**Source document**
--- start ---

PHYSICS

A. M. SAMSON, Academician of the Academy of Sciences of the BSSR, B. I. STEPANOV, L. D. KHAZOV

DEPENDENCE OF THE GENERATION THRESHOLD OF AN OPTICAL GENERATOR ON THE PROPERTIES OF THE RESONATOR

The solution of the nonlinear transport equations for a plane-parallel layer with a negative absorption coefficient leads to the following values of the fluxes of the generated radiation \((^{1,2})\):

\[ W_{1}^{\mathrm{gen}} = \frac{v}{\alpha}\, \frac{d_{1}}{\sqrt{r_{1}}}\, \frac{-k_{0}l-\ln \dfrac{1}{\sqrt{r_{1}r_{2}}}} {\left(\dfrac{1}{\sqrt{r_{1}}}+\dfrac{1}{\sqrt{r_{2}}}\right) \left(1-\sqrt{r_{1}r_{2}}\right)} ; \tag{1} \]

\[ W_{2}^{\mathrm{gen}} = \frac{v}{\alpha}\, \frac{d_{2}}{\sqrt{r_{2}}}\, \frac{-k_{0}l-\ln \dfrac{1}{\sqrt{r_{1}r_{2}}}} {\left(\dfrac{1}{\sqrt{r_{1}}}+\dfrac{1}{\sqrt{r_{2}}}\right) \left(1-\sqrt{r_{1}r_{2}}\right)} . \tag{2} \]

Expression (1) corresponds to the flux of radiation emerging normally to the surface of the layer through the boundary with reflection coefficient \(r_{1}\) and transmittance \(d_{1}\); expression (2), through the boundary with coefficients \(r_{2}\) and \(d_{2}\). The speed of light inside the layer is equal to \(v\), the layer thickness is \(l\), and the nonlinearity parameter is \(\alpha\). The value \(k_{0}\) corresponds to the absorption coefficient of the substance at low radiation densities. Formulas (1) and (2) were obtained without taking into account scattering of radiation inside the layer. The corresponding expressions for this case are given in \((^{3})\).

The value of the transmittance \(d\) in the general case can be represented in the form

\[ d = 1-r-\chi, \tag{3} \]

where \(\chi\) is a parameter characterizing radiation losses inside the coating.

Expressions (1) and (2) have meaning only when the right-hand side is positive, i.e., when

\[ -k_{0}>\frac{1}{l}\ln \frac{1}{\sqrt{r_{1}r_{2}}}. \tag{4} \]

Condition (4) is thus the condition for the onset of generation. If it is not satisfied, then stationary luminescence of the layer can exist only in the presence of radiation incident upon it and, in the best case, the system can operate as an amplifier.

Equating the right-hand sides of (1) and (2) to zero,* we obtain the threshold value of the coefficient \(k_{0}^{\mathrm{th}}\)

--- end ---

(Rows of annotation data for boxes)

--- start ---

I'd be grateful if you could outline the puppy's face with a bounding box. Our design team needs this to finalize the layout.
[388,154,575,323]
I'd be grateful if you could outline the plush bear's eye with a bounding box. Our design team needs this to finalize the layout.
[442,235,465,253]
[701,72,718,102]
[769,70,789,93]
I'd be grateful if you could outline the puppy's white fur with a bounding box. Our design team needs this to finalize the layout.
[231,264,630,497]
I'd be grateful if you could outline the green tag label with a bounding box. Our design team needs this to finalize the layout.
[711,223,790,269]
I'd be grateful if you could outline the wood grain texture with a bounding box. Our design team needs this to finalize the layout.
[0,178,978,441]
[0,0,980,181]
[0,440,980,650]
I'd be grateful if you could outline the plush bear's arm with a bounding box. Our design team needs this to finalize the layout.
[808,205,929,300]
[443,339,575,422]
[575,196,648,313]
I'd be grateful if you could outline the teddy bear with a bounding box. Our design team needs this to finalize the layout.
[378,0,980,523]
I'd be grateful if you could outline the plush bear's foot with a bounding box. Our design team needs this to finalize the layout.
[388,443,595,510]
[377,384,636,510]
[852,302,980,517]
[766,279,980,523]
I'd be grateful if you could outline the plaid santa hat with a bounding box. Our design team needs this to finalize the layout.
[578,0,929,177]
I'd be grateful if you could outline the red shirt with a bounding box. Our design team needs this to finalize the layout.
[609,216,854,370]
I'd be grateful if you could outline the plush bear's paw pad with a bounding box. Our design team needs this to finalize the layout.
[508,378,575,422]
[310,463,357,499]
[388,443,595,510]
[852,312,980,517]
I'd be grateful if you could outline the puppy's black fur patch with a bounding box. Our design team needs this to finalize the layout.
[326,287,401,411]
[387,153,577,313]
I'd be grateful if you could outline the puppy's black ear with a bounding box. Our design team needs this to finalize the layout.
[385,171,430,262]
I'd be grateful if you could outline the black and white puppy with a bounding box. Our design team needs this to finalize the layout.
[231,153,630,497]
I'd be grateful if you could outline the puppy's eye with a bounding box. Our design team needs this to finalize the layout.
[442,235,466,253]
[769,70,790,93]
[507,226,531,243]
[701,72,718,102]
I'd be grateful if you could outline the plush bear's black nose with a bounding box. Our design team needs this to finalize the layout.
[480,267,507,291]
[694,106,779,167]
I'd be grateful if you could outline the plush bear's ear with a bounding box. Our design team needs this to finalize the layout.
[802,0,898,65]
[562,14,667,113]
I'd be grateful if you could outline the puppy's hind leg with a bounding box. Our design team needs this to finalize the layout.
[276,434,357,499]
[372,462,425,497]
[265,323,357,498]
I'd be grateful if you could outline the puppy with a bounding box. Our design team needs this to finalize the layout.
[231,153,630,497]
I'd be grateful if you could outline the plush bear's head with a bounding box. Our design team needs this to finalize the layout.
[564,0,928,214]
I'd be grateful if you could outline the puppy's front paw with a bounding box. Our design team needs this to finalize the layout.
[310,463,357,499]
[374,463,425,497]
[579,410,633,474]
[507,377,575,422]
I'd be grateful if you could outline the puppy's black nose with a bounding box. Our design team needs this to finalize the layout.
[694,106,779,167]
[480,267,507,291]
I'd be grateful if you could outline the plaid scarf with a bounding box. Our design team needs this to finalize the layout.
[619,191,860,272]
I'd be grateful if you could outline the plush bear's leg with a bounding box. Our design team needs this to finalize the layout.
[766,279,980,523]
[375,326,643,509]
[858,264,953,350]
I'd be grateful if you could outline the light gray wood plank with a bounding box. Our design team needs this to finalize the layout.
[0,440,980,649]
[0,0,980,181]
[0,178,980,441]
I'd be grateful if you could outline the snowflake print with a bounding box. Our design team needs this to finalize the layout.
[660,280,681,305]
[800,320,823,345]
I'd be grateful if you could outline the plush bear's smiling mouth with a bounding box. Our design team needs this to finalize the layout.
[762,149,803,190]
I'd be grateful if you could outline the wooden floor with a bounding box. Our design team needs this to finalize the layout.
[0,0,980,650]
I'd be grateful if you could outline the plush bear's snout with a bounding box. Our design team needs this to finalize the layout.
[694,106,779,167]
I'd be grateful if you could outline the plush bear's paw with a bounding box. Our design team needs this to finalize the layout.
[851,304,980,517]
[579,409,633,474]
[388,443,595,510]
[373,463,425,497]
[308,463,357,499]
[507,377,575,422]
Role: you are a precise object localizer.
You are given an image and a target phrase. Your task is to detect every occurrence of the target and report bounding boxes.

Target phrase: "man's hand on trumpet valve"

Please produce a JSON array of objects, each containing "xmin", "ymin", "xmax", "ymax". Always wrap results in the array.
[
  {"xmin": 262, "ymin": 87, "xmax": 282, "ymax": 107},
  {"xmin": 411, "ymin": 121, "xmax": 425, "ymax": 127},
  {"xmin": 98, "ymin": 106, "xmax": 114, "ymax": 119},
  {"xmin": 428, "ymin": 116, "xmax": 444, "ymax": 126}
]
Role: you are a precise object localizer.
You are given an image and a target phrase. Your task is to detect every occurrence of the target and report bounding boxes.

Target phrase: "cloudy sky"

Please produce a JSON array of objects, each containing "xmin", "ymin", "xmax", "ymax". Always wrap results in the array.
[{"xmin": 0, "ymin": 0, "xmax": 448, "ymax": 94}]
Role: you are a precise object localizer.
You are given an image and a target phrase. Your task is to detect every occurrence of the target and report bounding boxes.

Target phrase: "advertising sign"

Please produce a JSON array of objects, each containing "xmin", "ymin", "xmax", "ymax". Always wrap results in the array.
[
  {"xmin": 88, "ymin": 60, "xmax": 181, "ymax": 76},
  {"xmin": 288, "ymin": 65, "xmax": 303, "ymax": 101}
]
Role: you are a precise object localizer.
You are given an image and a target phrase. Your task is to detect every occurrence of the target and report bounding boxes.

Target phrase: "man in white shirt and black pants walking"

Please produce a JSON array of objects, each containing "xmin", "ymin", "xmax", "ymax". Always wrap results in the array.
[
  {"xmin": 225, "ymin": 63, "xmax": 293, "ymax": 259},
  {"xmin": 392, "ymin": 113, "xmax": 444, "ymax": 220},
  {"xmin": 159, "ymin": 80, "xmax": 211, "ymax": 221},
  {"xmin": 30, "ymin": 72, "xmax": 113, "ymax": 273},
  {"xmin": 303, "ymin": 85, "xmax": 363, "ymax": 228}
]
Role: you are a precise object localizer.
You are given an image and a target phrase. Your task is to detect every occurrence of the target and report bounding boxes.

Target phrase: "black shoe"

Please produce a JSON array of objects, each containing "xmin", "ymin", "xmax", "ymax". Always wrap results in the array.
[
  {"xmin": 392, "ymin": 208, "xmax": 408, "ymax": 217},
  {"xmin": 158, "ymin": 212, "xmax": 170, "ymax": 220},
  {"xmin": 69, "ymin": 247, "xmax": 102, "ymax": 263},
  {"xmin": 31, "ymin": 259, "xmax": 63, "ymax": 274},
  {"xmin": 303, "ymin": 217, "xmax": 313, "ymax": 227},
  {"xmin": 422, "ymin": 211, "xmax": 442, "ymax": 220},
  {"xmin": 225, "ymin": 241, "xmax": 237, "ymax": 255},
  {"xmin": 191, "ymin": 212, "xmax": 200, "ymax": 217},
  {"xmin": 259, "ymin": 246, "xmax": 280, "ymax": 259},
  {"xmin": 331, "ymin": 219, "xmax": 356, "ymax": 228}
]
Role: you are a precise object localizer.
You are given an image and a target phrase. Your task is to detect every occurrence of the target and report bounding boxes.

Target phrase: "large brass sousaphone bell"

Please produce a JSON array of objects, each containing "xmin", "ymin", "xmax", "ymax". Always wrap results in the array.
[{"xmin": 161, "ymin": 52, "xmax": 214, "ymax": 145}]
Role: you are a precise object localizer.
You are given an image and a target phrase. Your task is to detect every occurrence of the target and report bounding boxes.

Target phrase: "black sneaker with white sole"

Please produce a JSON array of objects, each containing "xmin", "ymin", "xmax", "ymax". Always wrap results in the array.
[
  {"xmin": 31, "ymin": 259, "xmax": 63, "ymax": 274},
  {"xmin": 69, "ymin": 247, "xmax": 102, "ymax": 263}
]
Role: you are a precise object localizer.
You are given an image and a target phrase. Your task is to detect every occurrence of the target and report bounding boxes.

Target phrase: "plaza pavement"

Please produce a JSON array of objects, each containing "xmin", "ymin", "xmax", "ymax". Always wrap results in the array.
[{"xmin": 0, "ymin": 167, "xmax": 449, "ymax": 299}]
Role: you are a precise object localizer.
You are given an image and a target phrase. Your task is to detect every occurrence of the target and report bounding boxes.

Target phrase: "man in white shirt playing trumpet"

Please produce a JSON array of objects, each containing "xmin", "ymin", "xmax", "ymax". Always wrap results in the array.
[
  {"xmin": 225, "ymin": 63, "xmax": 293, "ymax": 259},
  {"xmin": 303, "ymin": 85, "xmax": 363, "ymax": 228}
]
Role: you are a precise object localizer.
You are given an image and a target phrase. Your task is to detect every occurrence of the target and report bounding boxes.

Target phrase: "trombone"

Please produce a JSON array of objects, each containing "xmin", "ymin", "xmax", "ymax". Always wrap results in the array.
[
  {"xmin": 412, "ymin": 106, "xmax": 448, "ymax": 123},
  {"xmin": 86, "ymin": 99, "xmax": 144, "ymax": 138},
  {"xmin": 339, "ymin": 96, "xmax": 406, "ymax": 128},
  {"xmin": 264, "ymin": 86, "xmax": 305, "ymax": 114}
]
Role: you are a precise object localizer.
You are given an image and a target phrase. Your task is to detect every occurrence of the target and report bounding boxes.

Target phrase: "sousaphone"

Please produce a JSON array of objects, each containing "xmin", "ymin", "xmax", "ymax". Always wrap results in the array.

--- end ---

**Exercise requirements**
1/ In the article on the generation threshold, what does the parameter χ characterize?
2/ Echo the article on the generation threshold word for word, starting at "The value of" and ending at "inside the coating.".
The entries above are separate material, unrelated to the article on the generation threshold.

**Task responses**
1/ It characterizes radiation losses inside the coating.

2/
The value of the transmittance \(d\) in the general case can be represented in the form

\[ d = 1-r-\chi, \tag{3} \]

where \(\chi\) is a parameter characterizing radiation losses inside the coating.